--- Source passage ---
--------------------------------------------------

Pythian Blog: Technical Track

Oracle RAC: Network Performance with Jumbo Frames

Introduction

When working with Oracle RAC, it's strongly advised to use Jumbo Frames for the network that provides the interconnect between nodes. As the nodes tend to send a lot of blocks back and forth across this private network, the larger the size of the packets, the fewer of them there are to send. The usual block size for an Oracle database is 8192 bytes. The standard MTU (Maximum Transmission Unit) for IP frame size is 1500 bytes. Sending an 8k Oracle block requires assembling six chunks of data to create a frame or packet. However, if Jumbo Frames are used (9000 bytes), the entire block fits neatly into a single frame or packet. ----- Note: Viewing the mechanical effects of MTU in action requires a fair amount of effort to setup a SPAN or Port Mirror. Use that port to capture the traffic from the wire. This is not being done for this test. Why this explanation? Because, as shown below, the packet size will be ~8k, even though the MTU is set to 1500. Because we cannot see the effects of MTU directly on the client or server, these effects are inferred from other data. "Frame" and "packet" are terms that seem to be used interchangeably. However, they are context-sensitive. That is, they occupy different layers of the OSI model. ----- On with the story... Recently, I was working with a two Node Oracle RAC system that runs in a VMWare ESXi 6.5 environment. It was thought that due to the optimizations being performed by VMWare in the virtual network stack, that Jumbo Frames were unnecessary. However, that does not seem to be the case. After some testing of throughput using both the standard 1500 byte MTU and 9000 byte Jumbo Frame MTU, the larger MTU size resulted in a 22% increase in throughput speed. Why did that happen? Well, keep reading to find out.

The Test Lab

Though the VMWare testing was done on Oracle Linux 7.8, the following experiments are being performed on Ubuntu 20.04 LTS. As there was no need to run Oracle, Ubuntu works just fine for these tests. Following are the two servers created:
ubuntu-test-mule-01: tcp test client - 192.168.1.226
 ubuntu-test-mule-02: tcp test server - 192.168.1.227
Some version information:
root@ubuntu-mule-02:~/perl-sockets/packet-test# grep -E '^(NAME=|VERSION=)' /etc/os-release
 NAME="Ubuntu"
 VERSION="20.04 LTS (Focal Fossa)"
 

Network Configuration

Other than having different IP addresses, ubuntu-test-mule-01 and ubuntu-test-mule-02 are set up exactly the same way. Because this version of Ubuntu uses netplan to configure the interfaces, we modified the /etc/netplan/00-installer-config.yaml file to configure the two test interfaces. The interfaces used for the testing are enp0s8 and enp0s9. Then, netplan apply was used to enable the changes.

--------------------------------------------------

[A run of records]
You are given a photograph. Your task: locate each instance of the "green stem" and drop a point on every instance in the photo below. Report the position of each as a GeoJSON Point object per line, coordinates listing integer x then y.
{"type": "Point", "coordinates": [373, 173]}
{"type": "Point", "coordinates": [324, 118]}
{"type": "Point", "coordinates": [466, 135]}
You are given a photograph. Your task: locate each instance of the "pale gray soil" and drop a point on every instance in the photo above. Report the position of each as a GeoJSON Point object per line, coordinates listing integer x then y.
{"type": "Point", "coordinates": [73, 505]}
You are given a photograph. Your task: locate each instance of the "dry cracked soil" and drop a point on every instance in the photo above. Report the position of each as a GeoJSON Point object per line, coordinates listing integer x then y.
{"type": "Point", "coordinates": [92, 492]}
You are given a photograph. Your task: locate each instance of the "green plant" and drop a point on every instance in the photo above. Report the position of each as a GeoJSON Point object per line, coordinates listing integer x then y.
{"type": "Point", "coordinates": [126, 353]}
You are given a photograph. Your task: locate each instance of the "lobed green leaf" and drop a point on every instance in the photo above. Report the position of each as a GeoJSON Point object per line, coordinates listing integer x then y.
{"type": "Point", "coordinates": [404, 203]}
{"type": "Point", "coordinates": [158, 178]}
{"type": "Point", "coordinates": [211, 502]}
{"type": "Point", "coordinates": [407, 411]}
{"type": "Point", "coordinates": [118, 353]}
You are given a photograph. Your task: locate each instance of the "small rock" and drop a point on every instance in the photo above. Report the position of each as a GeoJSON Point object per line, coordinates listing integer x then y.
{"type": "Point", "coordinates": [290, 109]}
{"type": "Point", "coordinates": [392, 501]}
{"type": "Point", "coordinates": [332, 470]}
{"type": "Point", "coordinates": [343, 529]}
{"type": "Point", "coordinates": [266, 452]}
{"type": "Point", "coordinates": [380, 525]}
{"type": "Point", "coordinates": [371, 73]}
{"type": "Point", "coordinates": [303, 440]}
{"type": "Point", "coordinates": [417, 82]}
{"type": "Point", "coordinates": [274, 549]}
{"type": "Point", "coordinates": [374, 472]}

--------------------------------------------------

--- Requests ---
A – According to the Jumbo Frames article, by what percentage did the larger MTU size increase throughput speed?
B – Select each line of the records that contains the word "soil".
The Jumbo Frames article and the records were taken from separate sources.

--- Answers to the exercises ---
A – 22%

B –
You are given a photograph. Your task: locate each instance of the "pale gray soil" and drop a point on every instance in the photo above. Report the position of each as a GeoJSON Point object per line, coordinates listing integer x then y.
You are given a photograph. Your task: locate each instance of the "dry cracked soil" and drop a point on every instance in the photo above. Report the position of each as a GeoJSON Point object per line, coordinates listing integer x then y.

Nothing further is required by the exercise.